§ Text under study
====

On March 10, 1945, they arrived in the town of Remagen--the Germans were waiting for them. A deafening Boom! Boom! sounded about 250 feet down the main road. Artillery guns had opened up in a "traverse and search" military operation. The shells were exploding at precise intervals killing the troops with deadly precision. Because of his sergeant's training in Heavy Weapons at Camp Wheeler, Georgia, Arlinghaus knew the shells hit every ten seconds; this was the time it took to reload the artillery and change its trajectory (position). His platoon, with just four or five months of infantry training, was not so lucky; Arlinghaus yelled to his buddies to "hit the ditch" but many were dead before they knew what happened. The only way to outwit the gunners was to dive into a ditch right before a shell exploded, break into a run while counting to eight, and dive again before the next shell exploded two seconds later.
Everything was in chaos. Men screamed and writhed in agony as they watched their blood stream onto the road. Arlinghaus gave them "wound pills" but felt helpless to do more. He picked up a soldier who had half his buttock blown off, carried him up an incline to a brick house and into the cellar for protection. He put the soldier down in a cleaned-out coal bin and looked around for something to lay him on. There was nothing. He lit a candle and bandaged the man who didn't even whimper (probably in shock, he thought). As he turned to go, the soldier pleaded with him to stay. Arlinghaus felt like hell leaving him there but knew his duty was to continue fighting with the troops. He placed the man's rifle, topped with his helmet, at the door to alert the medics. (The rifle topped with a helmet is the army's pre-arranged signal that a wounded man is nearby). As he walked out the front door, he could see his thinned out Company running towards the bridge; behind them was a scene far worse than any depicted in Dante's Inferno. A line from the Charge of the Light Brigade echoed in his head: "through the valley of death rode the six hundred...." As he ran to catch up, he knew he would meet the mutilated man in his nightmares and wonder if he survived.

====

§ Data extracts

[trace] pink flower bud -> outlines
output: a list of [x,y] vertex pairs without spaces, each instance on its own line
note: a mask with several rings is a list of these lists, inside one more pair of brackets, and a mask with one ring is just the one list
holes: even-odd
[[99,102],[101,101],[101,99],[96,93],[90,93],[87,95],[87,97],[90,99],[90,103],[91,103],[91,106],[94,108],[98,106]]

====

§ Task details
Pick up the account of Arlinghaus at Remagen right after its last sentence and carry it forward.

§ Exercise answer
When Company K crossed the Remagen railroad bridge, the night was so black that it seemed the earth ceased to exist. The blinding flash and deafening scream of artillery every thirty seconds reminded the men that they remained in hell. The soldiers were taut with fear, expecting the bridge to collapse. Men who were not shot, worried about falling through the jeep-sized holes. Some sources say that at many places the holes in the bridge stretched all the way across, while some were located between the railroad tracks and between the tracks and the steel girders. Arlinghaus was terrified because he could not swim. He kept his eyes on a white track and dutifully followed it, although he did not know why it was there. Later, he thought the white tape may have been put down for tanks to follow. He did not know how long it took to cross the bridge. Many thought it took a lifetime.